## Short exercise 1
In the PyOpenCL notebook, which three essential pieces does the GPU workflow touch?
## Short exercise 2
Say whether each statement agrees with the PyOpenCL notebook, giving yes or no and quoting the deciding words. (a) The array a is filled with 50000 random values. (b) The buffer a_buf is allocated as read-only. (c) The command queue is built from the context ctx.
## Short exercise 3
Pick up the PyOpenCL notebook right after its final line and write the next part.

## Extract
_ _ _ _ _ _ _

Hello GPU¶
In [3]:
import pyopencl as cl
import numpy as np
import numpy.linalg as la
mf = cl.mem_flags
This notebook demonstrates a simple GPU workflow that touches all essential pieces:
- Data transfer
- Kernel compilation
- Execution
In [4]:
a = np.random.rand(50000).astype(np.float32)
Now create a context ctx
and a command queue queue
:
In [5]:
ctx = cl.create_some_context()
queue = cl.CommandQueue(ctx)
Now allocate a buffer. Buffer(context, flags, size=None, hostbuf=None)
In [6]:
a_buf = cl.Buffer(ctx, mf.READ_WRITE, size=a.nbytes)
Then transfer data:
In [7]:
cl.enqueue_copy(queue, a_buf, a)
Out[7]:
<pyopencl._cl.NannyEvent at 0x7f722c1a9888>
Here's our kernel source code:
In [8]:
prg = cl.Program(ctx, """

_ _ _ _ _ _ _

## Records supplied
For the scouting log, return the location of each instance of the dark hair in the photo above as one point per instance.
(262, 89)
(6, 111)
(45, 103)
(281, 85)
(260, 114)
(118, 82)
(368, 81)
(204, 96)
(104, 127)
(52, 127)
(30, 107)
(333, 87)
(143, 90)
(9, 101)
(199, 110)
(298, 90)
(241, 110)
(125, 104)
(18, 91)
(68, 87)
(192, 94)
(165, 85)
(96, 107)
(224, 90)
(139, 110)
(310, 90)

_ _ _ _ _ _ _

## Output 1
Data transfer, kernel compilation, and execution.

## Output 2
(a) Yes: "a = np.random.rand(50000).astype(np.float32)"
(b) No: "a_buf = cl.Buffer(ctx, mf.READ_WRITE, size=a.nbytes)"
(c) Yes: "queue = cl.CommandQueue(ctx)"

## Output 3
__kernel void twice(__global float *a)
{
int gid = get_global_id(0);
a[gid] = 2*a[gid];
}
""").build()
Run the kernel.
In [9]:
prg.twice(queue, a.shape, None, a_buf)
Out[9]:
<pyopencl._cl.Event at 0x7f72249540f8>
Copy the data back.
In [10]:
result = np.empty_like(a)
cl.enqueue_copy(queue, result, a_buf)
Out[10]:
<pyopencl._cl.NannyEvent at 0x7f722c916e08>
Check the result.
In [11]:
print(la.norm(result - 2*a), la.norm(a))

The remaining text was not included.